# Set exercise:
Count the lines in the entries below that contain the word "rubberized", and give only the number.

# Record list:
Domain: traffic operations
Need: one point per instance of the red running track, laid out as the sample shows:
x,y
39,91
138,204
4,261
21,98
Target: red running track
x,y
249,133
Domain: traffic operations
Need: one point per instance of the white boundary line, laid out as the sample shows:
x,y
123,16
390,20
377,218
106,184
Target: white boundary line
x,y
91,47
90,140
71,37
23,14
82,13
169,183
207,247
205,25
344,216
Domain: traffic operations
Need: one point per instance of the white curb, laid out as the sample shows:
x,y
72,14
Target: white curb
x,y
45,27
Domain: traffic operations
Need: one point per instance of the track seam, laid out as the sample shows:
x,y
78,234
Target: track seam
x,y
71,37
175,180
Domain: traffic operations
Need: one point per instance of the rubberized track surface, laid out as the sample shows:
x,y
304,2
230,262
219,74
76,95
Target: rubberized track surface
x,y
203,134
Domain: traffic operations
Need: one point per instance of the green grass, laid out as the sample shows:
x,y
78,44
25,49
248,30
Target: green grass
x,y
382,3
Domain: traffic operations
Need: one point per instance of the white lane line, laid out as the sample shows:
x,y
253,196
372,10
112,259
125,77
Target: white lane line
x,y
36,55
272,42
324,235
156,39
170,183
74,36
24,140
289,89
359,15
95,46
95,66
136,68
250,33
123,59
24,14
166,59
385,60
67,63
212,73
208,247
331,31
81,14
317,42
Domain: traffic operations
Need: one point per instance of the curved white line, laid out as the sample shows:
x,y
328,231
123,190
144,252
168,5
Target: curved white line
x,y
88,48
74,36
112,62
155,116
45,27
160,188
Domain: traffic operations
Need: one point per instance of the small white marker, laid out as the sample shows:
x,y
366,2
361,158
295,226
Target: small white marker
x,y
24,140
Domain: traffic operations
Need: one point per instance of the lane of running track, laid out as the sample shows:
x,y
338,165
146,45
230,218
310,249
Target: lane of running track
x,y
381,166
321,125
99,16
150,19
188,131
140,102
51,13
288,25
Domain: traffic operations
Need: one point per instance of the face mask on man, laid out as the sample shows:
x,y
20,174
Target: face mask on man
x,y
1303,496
* * *
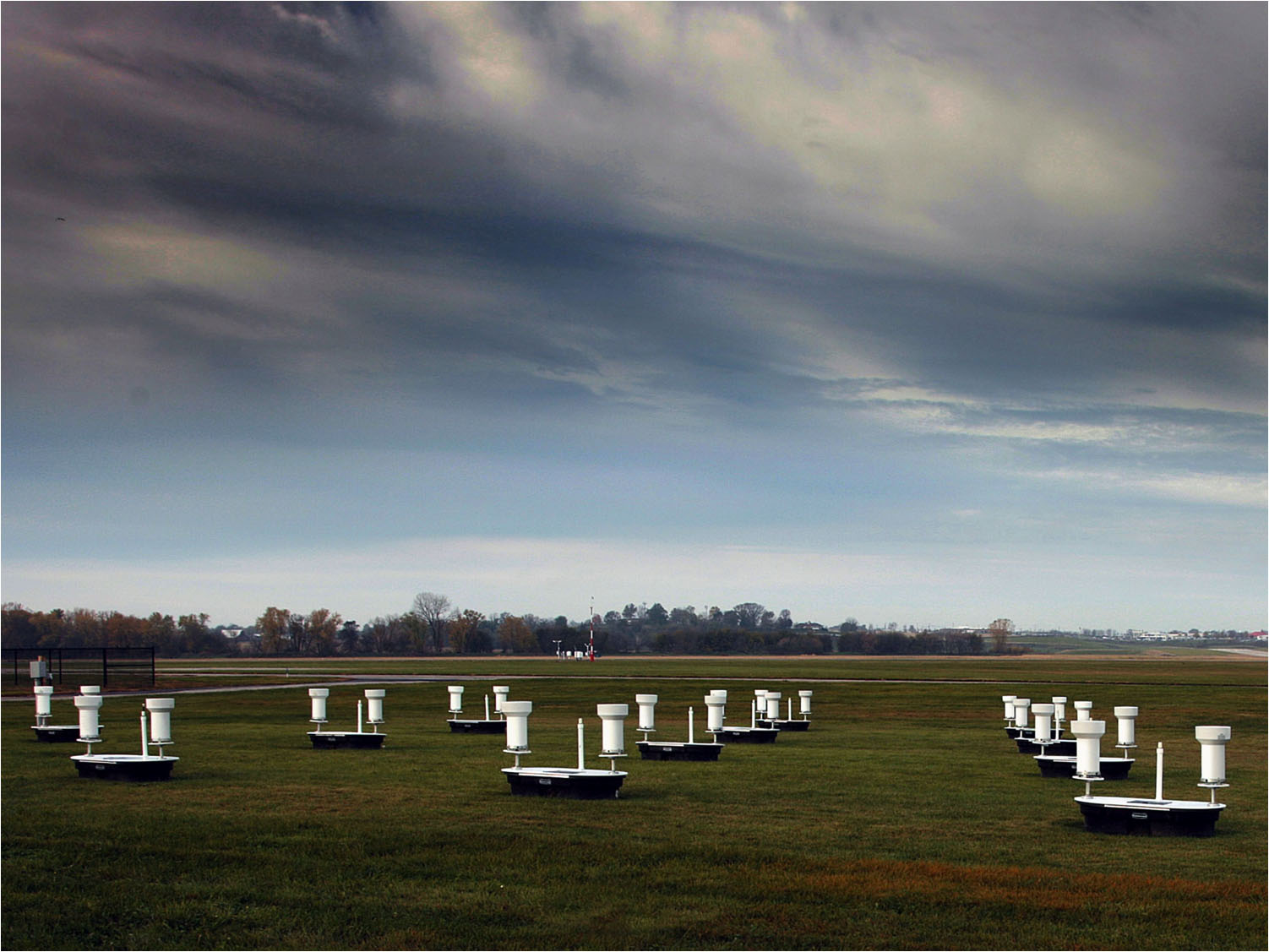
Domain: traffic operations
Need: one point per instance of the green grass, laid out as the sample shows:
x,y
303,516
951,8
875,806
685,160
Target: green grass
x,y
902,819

# Exercise output:
2